▶ **Supplied records**:
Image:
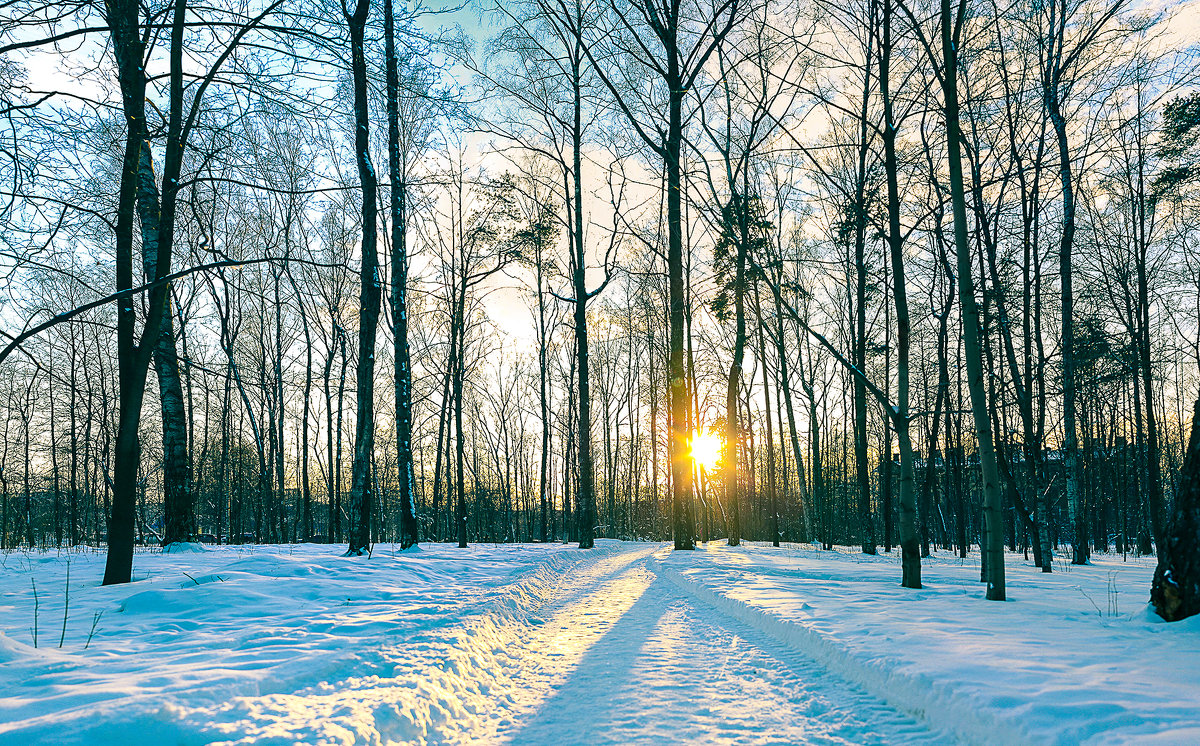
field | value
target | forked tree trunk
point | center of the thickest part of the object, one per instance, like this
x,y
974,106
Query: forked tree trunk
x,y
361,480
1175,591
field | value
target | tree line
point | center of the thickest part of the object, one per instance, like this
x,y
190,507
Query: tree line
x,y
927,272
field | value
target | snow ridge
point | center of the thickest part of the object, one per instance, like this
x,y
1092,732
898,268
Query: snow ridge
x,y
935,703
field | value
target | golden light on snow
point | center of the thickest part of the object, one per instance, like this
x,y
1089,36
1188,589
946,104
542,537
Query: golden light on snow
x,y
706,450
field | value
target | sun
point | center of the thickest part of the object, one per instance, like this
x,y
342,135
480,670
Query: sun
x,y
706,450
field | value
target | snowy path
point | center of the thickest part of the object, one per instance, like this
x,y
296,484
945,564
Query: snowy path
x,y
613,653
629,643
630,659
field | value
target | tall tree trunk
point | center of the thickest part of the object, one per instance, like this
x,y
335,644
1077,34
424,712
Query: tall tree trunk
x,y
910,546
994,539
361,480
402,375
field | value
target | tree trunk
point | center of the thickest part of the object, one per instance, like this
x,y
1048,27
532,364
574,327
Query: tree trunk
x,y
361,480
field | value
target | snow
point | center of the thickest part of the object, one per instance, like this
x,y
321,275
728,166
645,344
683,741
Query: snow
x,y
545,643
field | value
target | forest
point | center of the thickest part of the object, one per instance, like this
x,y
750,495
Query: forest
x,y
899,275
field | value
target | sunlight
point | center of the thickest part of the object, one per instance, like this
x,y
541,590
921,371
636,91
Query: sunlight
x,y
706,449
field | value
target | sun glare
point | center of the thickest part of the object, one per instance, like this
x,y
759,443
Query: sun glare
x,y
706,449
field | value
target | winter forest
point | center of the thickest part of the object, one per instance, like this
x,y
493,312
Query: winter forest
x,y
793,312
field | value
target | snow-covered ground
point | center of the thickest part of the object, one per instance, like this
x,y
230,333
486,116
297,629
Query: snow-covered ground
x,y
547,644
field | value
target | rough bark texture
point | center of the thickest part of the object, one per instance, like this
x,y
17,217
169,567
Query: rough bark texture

▶ **Work instruction**: When copying the data above, repeat every word exactly and drop the pictures.

▶ **Task solution**:
Image:
field | value
target | forked tree trunk
point | center of the thickest part of the object, one per instance, like this
x,y
974,106
Query: forked tree trunk
x,y
361,480
1175,591
field | value
target | tree line
point | center of the thickest part of the object, one per instance, like this
x,y
190,507
Query: tree line
x,y
927,272
field | value
target | snow ridge
point | center of the thickest part of the object, one per instance, like this
x,y
1092,732
898,268
Query: snow ridge
x,y
935,703
field | value
target | golden light on snow
point | center of the thickest part of the object, one per instance, like this
x,y
1089,36
1188,589
946,104
542,537
Query: golden light on snow
x,y
706,450
field | value
target | sun
point | center of the thickest part of the object, one per instance, like this
x,y
342,135
480,670
Query: sun
x,y
706,450
field | value
target | snowy path
point | center of the thickest part of the object, one per instance, like this
x,y
296,484
945,564
Query: snowy path
x,y
613,653
629,643
630,659
field | value
target | tall tree trunk
point | center of the thickest part of the object, one per instance, like this
x,y
335,644
1077,34
424,712
Query: tall tree trunk
x,y
910,546
994,539
361,480
402,375
field | value
target | tree trunk
point | center of the thickest part of the object, one per instance, like this
x,y
1048,27
532,364
574,327
Query: tree trunk
x,y
361,480
field | value
target | snow
point | center of the thickest part of the object, one per instance, like this
x,y
321,275
728,166
645,344
683,741
Query: snow
x,y
545,643
field | value
target | forest
point | center of the thickest part of the object, one per instance, like this
x,y
750,495
Query: forest
x,y
899,275
field | value
target | sunlight
point | center of the thickest part of the object, one per instance, like this
x,y
541,590
921,371
636,91
Query: sunlight
x,y
706,449
field | value
target | sun glare
point | center of the thickest part of the object, one per instance, like this
x,y
759,443
Query: sun glare
x,y
706,449
field | value
target | winter forest
point | center of the thickest part of the object, one per instance, like this
x,y
493,312
Query: winter forest
x,y
793,312
field | value
target | snow-covered ground
point | center of the thickest part of the object, one per instance, like this
x,y
230,333
486,116
297,629
Query: snow-covered ground
x,y
547,644
field | value
target | rough bark texture
point | center of the thickest part of the object, one per instance, like this
x,y
17,217
169,567
Query: rough bark texture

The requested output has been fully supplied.